**SELECTED EXTRACT**
[Start of section]

Gap YAAAH: A response to David Mitchell

Posted: Wednesday, 12 January 2011 | Posted by Harry Harris | Labels: , , , , 0 comments

A good gap year can be completely worthwhile, but David Mitchell's 'Beneath Borders Campaign' (as I'm naming it), in the Guardian, could mean as far as we get is the local Caravan site.

I remember my gap year or ‘yah’ before university as challenging and fulfilling in many ways. I don’t, however, remember thinking my carefully budgeted trip abroad "gadding around" like I was on some sort of passing visit with the royal family – me playing the role of a privileged Prince waving patronisingly at poor Ugandan children.

My travelling experience was far more involved, and very different from David Mitchell’s generalised view of a year out - it certainly didn’t turn me into a fantasist as he suggests, although I don’t think there’s anything wrong with dreaming.

If anything, my 5 months abroad gave me a clearer view of what lies outside of my small Essex town, and in a global economy where countries are becoming increasingly intertwined, knowing more of the “unreal world” I’d say is ever more important. Even if you are just eating Chop Suey in Beijing - I didn't, by the way.

A couple of my parent’s friends did suggest I may not return; that I could end up dreadlocked to my knees in Zambia and with skin so tanned I’d look like a homeless Crocodile Dundee. This coincides with the presumption A Level students are not ready to make significant decisions, and yet they’re often, shrewdly, grasping for that bit of freedom before being hoiked onto the next level of education, or a career ladder they're not sure about.

[End of section]

**INFORMATION PROVIDED**

[Start of section]

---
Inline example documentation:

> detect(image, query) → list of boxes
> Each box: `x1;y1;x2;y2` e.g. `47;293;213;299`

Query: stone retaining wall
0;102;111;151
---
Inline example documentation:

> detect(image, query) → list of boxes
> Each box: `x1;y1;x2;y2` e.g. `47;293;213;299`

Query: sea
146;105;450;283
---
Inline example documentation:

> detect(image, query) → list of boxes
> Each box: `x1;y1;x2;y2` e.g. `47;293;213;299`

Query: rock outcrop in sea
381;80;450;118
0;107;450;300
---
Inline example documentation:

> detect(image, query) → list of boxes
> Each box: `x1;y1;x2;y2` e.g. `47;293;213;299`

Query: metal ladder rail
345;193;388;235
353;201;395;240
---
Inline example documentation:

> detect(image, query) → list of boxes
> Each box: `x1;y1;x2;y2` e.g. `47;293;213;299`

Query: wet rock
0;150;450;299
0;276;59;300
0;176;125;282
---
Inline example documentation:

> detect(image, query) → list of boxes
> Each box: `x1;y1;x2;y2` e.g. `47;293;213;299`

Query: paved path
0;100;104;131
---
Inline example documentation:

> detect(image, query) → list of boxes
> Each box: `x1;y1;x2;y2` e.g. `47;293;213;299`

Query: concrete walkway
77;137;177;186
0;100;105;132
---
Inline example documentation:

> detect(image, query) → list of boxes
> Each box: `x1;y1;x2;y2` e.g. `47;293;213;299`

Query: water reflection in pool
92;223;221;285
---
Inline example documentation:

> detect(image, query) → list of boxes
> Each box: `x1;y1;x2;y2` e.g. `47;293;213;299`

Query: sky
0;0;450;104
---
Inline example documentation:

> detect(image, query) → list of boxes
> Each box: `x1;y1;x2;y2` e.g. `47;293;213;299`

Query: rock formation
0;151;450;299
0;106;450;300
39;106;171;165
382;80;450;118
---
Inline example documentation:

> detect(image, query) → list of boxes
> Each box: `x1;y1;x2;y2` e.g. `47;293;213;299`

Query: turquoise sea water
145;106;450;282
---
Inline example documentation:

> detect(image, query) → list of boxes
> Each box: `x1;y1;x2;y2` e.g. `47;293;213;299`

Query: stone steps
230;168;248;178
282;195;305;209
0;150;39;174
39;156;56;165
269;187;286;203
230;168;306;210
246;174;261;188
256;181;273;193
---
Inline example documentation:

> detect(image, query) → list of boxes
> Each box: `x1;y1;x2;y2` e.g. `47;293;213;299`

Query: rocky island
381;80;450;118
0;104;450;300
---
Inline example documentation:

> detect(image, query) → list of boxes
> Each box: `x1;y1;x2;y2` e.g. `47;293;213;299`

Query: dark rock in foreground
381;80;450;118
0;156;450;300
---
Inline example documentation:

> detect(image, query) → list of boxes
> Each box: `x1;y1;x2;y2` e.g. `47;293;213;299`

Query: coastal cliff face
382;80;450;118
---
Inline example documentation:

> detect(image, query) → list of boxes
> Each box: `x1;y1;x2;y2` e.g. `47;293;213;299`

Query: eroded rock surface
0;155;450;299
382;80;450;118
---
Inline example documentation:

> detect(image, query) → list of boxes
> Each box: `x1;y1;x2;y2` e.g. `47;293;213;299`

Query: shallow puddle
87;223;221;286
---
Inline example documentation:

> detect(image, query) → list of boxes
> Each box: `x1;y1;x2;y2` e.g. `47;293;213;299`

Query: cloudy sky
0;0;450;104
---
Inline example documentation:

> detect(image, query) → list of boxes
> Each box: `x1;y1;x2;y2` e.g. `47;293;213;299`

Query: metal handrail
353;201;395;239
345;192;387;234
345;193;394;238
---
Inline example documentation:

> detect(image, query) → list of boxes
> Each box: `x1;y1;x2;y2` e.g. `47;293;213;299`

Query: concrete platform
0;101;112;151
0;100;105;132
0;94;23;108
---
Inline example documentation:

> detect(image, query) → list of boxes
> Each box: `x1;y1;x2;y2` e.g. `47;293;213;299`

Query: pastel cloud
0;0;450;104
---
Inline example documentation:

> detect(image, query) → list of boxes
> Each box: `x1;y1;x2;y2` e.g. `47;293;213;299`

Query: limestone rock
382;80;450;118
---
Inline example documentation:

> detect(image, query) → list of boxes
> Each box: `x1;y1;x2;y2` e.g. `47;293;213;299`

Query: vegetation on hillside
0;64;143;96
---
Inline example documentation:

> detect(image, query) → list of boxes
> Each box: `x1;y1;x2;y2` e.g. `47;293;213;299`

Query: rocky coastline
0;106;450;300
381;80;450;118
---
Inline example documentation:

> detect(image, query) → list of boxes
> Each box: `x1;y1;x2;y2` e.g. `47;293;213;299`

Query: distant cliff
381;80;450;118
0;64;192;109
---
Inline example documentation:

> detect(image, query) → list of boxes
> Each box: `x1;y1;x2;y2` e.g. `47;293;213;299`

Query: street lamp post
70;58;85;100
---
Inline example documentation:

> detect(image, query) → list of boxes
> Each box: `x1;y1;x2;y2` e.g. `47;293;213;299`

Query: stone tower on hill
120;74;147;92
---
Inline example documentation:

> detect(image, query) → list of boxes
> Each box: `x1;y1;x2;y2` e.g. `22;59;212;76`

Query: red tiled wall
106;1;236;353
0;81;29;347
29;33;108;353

[End of section]

**EXERCISE SET**
(a) According to the gap year post, how long did the writer spend abroad?
(b) Carry on the gap year post from the point where it stops.

**ANSWERS BY ITEM NUMBER**
(a) Five months.

(b)
Before the 'jet setting' began, I worked full time for four months in a department store. I folded towels, and advised, badly, on bed sheets in the Home section. Home was in-fact where I wanted to be most of the time because it wasn’t a particularly riveting experience, but it was necessary.

I mean, Daddy sometimes gave me a lift to work, but he was never going to help me sponsor some underprivileged orphan from Kazakhstan. I had mum for that.

But seriously, it wasn’t a normal thing amongst my friends to go on a tropical travelling extravaganza, and it’s a shame that according to David Mitchell, the tuition fees increase means the year out before university will become a thing for "super rich kids". David, it’s sad you feel this is a “good outcome” – I’m sorry you ended up on some unsatisfactory InterRailing fun-faire to 'Bore-deaux', but for some of us it was a completely worthwhile experience.

I trekked through the jungle tracking ancient Mayan ruins and worked on a rainforest conservation project in Belize, and then took a month’s Spanish course in Guatemala.
It sounds cliché and a tad hooray henry but it wasn't - it was really quite eye opening. Who knows if I’ll ever be able to do anything like that again.

You’re right David, I never saw peccary (horned pigs), dodgy Guatemalan salesman, or worryingly sized rats during my three years at Bournemouth University, but if I had, I’d have been prepared. Yes, we had a few wandering addicts by my halls from the nearby homeless centre but nothing like the slums in India – I didn’t go there either.

When you’ve taken the opportunity to see more than what’s on your doorstep it’s that initiative which broadens the mind. The will to have an experience out of your comfort zone - I gained an independence which made me wholly more confident and helped me hugely at university, from the lecture hall to the union nightclub. I didn’t change the world, but I’m sure some people do.

David Mitchell is looking down at those who have thoroughly enjoyed themselves during a year out, and for taking a leap into the unknown.

It’s this sneering which makes him the snob, calling us the "vociferous" type for flinging ourselves full force into foreign cultures and enjoying every minute of it (maybe not the diarrhoea and vomitting).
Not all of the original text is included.